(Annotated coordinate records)
----
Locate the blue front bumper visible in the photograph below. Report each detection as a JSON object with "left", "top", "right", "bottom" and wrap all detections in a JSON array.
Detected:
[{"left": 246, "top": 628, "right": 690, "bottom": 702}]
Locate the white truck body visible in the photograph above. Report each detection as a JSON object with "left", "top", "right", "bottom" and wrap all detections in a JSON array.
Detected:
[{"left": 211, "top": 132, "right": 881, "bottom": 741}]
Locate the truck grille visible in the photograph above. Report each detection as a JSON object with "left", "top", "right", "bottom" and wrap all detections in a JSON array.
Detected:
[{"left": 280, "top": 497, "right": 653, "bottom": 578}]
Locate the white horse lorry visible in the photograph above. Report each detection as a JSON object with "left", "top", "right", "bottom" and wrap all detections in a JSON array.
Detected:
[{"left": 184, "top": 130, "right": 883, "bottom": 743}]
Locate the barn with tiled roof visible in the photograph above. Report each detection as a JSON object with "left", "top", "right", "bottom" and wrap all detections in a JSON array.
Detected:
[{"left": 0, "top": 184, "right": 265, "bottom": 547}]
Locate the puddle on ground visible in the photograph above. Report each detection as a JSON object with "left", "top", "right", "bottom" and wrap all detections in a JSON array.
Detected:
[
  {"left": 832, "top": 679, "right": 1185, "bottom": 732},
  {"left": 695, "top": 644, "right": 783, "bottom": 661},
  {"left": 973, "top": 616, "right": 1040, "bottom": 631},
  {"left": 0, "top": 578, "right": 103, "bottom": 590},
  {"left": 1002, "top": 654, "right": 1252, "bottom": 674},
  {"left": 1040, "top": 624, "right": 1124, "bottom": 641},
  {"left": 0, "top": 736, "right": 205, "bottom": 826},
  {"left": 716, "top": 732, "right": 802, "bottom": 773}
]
----
■ The request ■
Find each line in the records above that contains the word "white", and copy those lines. Case matters.

■ Response to this exercise ■
Locate the white truck body visible in the photograph above. Report each detection as a JSON object with "left", "top", "right", "bottom" and wrap all detections in a JSON array.
Locate the white horse lorry visible in the photograph above. Report each detection as a JSON object with "left", "top", "right", "bottom" and wrap all detections in a JSON array.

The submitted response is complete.